- **Exercise description**: Please restate, word for word, each line from the one containing "Target: blonde hair" through the end of the entries below.

(Saved entries)

━━━━━━━━━━━━━━━━━━━━

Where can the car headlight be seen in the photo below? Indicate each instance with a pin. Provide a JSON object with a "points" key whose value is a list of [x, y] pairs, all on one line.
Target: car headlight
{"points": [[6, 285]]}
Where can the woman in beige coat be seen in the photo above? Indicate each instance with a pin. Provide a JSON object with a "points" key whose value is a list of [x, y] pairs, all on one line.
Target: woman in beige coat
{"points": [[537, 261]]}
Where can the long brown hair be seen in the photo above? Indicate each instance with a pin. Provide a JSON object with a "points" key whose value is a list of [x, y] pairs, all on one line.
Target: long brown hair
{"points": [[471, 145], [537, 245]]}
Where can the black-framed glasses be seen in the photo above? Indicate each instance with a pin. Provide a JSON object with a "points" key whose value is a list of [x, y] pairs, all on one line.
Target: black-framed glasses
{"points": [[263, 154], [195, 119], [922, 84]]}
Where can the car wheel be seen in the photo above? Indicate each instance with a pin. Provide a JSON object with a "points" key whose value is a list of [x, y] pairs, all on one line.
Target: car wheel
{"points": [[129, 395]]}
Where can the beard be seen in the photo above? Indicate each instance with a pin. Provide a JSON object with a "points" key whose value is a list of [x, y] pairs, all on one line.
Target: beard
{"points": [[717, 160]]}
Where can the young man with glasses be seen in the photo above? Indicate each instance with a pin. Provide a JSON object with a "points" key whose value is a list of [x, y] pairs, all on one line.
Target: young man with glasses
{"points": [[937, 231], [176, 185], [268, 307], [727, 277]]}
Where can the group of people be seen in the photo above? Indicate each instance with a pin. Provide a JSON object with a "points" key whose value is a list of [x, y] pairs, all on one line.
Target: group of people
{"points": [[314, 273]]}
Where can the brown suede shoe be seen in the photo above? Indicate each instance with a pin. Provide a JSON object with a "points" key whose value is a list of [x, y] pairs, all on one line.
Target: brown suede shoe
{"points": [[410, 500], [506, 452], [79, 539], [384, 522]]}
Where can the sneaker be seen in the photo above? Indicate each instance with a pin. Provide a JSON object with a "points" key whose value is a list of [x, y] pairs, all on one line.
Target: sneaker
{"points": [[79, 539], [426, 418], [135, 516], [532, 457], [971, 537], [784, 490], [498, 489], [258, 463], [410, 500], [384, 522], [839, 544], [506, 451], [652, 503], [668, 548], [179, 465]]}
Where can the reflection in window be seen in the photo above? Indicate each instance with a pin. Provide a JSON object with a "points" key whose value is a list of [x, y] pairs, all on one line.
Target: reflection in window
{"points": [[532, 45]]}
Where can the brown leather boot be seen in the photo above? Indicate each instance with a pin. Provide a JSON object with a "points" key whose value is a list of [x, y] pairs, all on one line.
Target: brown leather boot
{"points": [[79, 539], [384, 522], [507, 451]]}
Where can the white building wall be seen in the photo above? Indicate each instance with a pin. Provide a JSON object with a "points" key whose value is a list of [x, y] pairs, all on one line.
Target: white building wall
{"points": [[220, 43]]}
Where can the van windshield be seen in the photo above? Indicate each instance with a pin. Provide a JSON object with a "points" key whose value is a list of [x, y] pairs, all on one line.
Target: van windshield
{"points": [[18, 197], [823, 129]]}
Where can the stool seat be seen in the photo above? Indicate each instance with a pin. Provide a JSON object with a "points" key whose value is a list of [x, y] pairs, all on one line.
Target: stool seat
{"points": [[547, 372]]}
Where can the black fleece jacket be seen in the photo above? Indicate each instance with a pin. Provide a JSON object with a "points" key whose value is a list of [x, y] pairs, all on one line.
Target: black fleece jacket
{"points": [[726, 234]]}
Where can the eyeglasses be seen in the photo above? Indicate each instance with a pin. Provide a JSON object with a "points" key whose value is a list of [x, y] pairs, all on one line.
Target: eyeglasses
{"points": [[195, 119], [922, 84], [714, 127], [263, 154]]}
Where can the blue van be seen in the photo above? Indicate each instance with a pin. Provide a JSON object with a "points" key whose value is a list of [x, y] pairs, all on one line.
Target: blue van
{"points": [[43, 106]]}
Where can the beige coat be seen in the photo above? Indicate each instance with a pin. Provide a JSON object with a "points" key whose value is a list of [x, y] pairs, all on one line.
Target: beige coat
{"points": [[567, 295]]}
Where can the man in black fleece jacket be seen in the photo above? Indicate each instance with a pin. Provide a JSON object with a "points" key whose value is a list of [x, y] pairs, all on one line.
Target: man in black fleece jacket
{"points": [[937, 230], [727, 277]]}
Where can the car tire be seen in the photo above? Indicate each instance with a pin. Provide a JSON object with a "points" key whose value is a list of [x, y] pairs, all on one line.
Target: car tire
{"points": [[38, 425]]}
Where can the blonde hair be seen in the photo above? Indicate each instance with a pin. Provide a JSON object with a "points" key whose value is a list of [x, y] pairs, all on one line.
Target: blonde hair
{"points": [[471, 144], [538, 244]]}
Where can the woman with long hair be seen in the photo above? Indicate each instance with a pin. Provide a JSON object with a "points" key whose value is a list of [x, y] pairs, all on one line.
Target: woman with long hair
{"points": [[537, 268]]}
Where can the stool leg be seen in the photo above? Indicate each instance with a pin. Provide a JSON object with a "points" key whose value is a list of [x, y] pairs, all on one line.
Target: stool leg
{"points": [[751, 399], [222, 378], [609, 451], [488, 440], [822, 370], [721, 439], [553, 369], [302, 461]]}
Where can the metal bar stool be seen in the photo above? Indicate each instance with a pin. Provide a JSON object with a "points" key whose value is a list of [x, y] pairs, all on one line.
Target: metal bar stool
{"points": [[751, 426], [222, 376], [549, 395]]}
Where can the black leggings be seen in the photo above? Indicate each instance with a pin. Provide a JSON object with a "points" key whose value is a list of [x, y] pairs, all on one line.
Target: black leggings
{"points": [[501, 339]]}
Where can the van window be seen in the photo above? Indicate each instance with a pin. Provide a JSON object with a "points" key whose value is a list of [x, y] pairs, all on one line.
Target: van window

━━━━━━━━━━━━━━━━━━━━

- **Problem solution**:
Target: blonde hair
{"points": [[471, 144], [538, 244]]}
Where can the woman with long hair be seen in the photo above? Indicate each instance with a pin. Provide a JSON object with a "points" key whose value is a list of [x, y] pairs, all on one line.
Target: woman with long hair
{"points": [[537, 268]]}
Where can the stool leg be seen in the photo above? Indicate each instance with a pin. Provide a JSON object with a "points" key whose value is a list of [x, y] pairs, all on one line.
Target: stool leg
{"points": [[751, 399], [222, 378], [609, 451], [488, 440], [822, 370], [721, 439], [553, 369], [302, 461]]}
Where can the metal bar stool be seen in the photo above? Indicate each instance with a pin. Provide a JSON object with a "points" key whose value is a list of [x, y] pairs, all on one line.
Target: metal bar stool
{"points": [[751, 426], [222, 376], [549, 395]]}
Where can the black leggings be seen in the photo above? Indicate each instance with a pin. Provide a JSON object with a "points" key whose value is a list of [x, y] pairs, all on one line.
Target: black leggings
{"points": [[501, 339]]}
Where can the van window be seen in the photo above? Indicate each instance with a pin. Provide a JSON object with a "points" key whose value is a list of [x, y] pairs, all on one line.
Target: van window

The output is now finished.